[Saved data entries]
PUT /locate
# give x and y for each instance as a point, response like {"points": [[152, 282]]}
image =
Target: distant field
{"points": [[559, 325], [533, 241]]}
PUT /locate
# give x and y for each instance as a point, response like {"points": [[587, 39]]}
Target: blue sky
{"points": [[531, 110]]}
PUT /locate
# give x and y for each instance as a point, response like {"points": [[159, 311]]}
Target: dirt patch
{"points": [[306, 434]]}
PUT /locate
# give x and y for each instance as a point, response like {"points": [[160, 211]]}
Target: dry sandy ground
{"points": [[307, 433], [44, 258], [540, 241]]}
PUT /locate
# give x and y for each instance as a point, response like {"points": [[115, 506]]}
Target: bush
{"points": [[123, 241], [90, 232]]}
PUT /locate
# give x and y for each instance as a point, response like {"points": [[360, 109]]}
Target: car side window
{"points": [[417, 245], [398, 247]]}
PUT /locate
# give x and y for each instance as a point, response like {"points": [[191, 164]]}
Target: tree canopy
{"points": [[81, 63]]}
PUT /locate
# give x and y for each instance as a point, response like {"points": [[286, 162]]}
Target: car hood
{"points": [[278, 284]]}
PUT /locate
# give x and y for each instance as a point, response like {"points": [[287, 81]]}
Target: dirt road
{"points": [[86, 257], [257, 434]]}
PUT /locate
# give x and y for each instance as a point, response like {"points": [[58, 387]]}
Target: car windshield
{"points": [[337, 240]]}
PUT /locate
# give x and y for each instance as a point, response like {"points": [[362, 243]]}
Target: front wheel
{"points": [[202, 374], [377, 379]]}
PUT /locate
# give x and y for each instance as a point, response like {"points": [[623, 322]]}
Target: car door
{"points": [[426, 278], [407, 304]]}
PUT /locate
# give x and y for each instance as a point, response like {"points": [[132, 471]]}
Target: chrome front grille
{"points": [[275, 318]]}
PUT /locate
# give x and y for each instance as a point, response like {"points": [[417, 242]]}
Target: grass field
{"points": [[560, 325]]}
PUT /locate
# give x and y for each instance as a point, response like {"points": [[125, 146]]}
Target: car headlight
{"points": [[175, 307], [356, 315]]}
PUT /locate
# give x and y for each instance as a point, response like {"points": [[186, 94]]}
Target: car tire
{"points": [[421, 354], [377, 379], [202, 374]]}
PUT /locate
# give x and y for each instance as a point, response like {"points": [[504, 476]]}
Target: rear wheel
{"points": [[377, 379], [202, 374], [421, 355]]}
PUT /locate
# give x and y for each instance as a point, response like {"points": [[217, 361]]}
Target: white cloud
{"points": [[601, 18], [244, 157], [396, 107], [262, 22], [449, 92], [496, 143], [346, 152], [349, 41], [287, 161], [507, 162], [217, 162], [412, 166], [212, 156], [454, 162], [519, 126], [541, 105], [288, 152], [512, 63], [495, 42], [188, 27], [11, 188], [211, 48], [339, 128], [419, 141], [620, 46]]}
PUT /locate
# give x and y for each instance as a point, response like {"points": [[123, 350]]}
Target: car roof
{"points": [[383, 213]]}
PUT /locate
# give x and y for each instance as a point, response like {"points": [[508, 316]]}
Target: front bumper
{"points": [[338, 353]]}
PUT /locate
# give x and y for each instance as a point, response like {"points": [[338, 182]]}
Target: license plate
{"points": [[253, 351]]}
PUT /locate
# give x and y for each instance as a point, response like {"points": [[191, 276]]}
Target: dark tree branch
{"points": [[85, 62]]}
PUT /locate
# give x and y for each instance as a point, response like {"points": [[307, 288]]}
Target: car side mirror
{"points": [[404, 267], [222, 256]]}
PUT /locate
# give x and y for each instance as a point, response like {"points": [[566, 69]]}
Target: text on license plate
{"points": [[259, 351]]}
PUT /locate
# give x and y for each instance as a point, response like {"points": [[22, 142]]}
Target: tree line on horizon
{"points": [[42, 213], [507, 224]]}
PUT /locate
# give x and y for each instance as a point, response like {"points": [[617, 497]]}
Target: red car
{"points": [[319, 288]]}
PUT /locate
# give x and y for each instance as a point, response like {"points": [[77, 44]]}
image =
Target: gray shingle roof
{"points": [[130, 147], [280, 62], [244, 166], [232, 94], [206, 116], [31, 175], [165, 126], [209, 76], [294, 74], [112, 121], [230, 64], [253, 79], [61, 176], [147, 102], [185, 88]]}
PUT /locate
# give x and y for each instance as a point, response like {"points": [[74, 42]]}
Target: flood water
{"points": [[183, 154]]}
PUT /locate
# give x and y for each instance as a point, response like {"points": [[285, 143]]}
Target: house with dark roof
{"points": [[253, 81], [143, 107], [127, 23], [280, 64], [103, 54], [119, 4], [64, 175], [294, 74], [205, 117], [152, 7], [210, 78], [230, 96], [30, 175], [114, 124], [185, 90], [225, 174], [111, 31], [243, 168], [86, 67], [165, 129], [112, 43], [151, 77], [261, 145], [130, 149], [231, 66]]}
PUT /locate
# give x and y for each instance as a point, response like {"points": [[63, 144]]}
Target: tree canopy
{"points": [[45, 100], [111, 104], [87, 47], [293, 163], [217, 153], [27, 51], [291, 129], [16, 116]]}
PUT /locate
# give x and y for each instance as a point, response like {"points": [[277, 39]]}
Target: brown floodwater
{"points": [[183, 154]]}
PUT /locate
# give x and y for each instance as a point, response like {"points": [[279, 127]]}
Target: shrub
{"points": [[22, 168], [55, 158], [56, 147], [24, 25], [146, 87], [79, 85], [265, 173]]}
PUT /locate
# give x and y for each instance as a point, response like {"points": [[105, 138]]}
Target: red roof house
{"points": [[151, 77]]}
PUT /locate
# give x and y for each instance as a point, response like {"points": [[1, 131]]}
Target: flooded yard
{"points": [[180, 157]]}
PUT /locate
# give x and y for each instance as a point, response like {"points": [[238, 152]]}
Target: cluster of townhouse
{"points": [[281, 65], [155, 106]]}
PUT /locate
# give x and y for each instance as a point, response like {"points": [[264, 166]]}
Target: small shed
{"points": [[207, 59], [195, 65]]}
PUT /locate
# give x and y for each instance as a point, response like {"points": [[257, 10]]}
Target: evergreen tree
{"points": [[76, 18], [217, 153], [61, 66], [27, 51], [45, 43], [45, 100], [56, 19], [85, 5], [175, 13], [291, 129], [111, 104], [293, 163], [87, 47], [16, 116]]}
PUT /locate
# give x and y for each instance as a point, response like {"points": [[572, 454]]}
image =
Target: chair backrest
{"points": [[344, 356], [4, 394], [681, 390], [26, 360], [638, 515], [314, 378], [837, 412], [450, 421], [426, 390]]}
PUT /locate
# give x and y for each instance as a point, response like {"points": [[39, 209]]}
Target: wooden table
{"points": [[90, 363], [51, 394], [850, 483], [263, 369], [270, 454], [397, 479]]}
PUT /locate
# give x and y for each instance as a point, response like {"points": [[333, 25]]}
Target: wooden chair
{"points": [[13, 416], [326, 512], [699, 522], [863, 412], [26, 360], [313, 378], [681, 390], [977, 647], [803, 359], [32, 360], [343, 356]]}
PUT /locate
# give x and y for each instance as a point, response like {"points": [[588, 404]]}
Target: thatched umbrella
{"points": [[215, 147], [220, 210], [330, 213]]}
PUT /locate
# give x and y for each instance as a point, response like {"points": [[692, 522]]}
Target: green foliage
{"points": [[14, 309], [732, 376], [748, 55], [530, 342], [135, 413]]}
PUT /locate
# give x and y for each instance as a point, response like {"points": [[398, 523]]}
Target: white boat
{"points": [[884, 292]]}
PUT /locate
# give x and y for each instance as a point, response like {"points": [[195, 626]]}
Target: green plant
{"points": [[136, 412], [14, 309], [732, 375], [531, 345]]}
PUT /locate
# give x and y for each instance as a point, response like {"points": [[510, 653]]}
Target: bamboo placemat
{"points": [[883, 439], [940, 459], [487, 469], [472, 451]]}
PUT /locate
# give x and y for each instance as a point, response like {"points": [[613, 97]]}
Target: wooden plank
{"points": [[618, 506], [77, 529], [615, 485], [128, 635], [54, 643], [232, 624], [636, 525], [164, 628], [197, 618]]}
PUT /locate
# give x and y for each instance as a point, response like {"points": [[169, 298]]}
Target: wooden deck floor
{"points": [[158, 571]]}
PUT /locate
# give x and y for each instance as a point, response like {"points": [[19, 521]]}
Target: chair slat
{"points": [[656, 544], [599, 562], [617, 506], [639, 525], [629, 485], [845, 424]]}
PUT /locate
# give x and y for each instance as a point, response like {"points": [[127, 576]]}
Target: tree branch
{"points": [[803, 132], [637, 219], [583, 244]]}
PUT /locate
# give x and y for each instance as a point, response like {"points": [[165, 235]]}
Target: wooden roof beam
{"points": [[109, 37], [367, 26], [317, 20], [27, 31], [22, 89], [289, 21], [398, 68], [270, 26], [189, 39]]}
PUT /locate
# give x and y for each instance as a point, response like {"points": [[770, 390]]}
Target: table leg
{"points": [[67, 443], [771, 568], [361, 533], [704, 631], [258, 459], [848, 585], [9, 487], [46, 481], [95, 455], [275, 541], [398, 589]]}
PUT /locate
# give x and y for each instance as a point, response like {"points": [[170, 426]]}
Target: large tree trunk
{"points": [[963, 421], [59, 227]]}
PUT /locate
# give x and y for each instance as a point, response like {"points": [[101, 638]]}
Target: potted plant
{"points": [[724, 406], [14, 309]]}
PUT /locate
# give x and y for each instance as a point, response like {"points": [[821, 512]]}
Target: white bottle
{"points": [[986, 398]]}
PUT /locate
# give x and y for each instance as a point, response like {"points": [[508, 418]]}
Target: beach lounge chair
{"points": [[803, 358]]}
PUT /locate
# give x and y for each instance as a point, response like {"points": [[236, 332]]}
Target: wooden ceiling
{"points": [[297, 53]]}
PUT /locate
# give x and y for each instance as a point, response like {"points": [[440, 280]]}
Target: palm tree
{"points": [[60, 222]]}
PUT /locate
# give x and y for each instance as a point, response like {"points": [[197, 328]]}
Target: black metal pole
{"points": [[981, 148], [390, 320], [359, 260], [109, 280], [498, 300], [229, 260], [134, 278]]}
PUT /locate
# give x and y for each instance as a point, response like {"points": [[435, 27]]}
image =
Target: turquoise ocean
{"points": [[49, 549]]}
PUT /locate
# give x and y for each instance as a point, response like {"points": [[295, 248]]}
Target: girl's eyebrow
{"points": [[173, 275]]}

**What the task asks**
Print nothing but the lines from the line with "Target: palm tree" to the last line of the records above. Both of those lines count.

**Written reply**
Target: palm tree
{"points": [[60, 222]]}
PUT /locate
# give x and y for each instance as a point, response like {"points": [[197, 328]]}
Target: black metal pole
{"points": [[981, 148], [390, 320], [359, 260], [109, 280], [498, 300], [229, 260], [134, 278]]}
PUT /locate
# give x and y for each instance as a point, response like {"points": [[435, 27]]}
image =
Target: turquoise ocean
{"points": [[49, 549]]}
PUT /locate
# give x and y for each instance as a point, response like {"points": [[295, 248]]}
Target: girl's eyebrow
{"points": [[173, 275]]}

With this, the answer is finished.